WHAT IS EXPECTED
Retype the rows below, starting at the line containing "segment the officer's dark trousers" and continuing through the end of the rows, both ends included.

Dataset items
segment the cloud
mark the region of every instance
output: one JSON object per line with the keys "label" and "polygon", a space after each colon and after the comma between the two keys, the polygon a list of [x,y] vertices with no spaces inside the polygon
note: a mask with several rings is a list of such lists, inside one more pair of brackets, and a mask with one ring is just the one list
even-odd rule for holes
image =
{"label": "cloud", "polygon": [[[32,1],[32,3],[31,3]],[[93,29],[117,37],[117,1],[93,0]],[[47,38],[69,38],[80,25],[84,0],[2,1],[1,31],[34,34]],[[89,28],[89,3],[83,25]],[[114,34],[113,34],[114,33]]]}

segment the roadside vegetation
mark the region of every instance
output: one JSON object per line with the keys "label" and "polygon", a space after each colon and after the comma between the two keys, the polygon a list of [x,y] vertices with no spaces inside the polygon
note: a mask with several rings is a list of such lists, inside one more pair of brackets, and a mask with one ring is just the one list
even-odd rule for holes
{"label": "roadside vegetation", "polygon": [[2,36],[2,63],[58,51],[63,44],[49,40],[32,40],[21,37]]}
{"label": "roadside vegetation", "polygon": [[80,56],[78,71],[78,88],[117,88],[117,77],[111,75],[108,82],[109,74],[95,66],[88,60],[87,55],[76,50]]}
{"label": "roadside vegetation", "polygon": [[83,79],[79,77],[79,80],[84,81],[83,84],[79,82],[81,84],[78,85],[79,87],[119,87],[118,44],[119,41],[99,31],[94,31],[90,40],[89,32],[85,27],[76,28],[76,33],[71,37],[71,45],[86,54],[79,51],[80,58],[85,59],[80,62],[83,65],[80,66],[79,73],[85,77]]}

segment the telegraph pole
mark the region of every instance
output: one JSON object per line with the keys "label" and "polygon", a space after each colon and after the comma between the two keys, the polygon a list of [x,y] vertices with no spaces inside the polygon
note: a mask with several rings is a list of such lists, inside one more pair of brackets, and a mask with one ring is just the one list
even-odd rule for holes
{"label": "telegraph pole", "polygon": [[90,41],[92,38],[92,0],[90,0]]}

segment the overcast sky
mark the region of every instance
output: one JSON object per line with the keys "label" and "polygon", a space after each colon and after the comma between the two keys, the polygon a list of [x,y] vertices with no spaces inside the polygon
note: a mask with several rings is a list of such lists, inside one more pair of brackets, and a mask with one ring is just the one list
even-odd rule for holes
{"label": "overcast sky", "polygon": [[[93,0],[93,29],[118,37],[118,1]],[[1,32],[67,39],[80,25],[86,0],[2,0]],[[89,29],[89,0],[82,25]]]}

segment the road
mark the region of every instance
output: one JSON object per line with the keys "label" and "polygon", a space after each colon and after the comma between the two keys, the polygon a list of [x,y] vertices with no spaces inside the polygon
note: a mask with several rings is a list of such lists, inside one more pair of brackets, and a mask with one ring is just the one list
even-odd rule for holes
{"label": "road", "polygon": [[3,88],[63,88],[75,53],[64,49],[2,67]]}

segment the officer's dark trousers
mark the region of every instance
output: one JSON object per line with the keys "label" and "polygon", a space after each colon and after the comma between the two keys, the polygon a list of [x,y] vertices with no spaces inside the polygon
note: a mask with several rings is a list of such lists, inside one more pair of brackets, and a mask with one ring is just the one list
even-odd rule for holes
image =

SOLUTION FOR THIS PROBLEM
segment the officer's dark trousers
mark the region of every instance
output: one JSON object per line with the keys "label" and "polygon", a space after each colon and after the comma between the two keys, the polygon a list of [x,y] vertices with no spaces inside the polygon
note: a mask with several rings is a list of such lists, inside one more pair of brackets, and a mask with one ring is just the one list
even-odd rule for holes
image =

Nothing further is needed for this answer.